Directive |
Rescale the records below by writing out every line again, requests included. Multiply each coordinate in the answers by 2.3 and round it to a whole number, with halves rounding up.

________________________

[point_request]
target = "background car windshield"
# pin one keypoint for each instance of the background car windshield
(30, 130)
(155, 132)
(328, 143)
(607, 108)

________________________

Complete answer |
[point_request]
target = "background car windshield"
# pin one keypoint for each instance of the background car windshield
(69, 299)
(357, 304)
(754, 329)
(1396, 248)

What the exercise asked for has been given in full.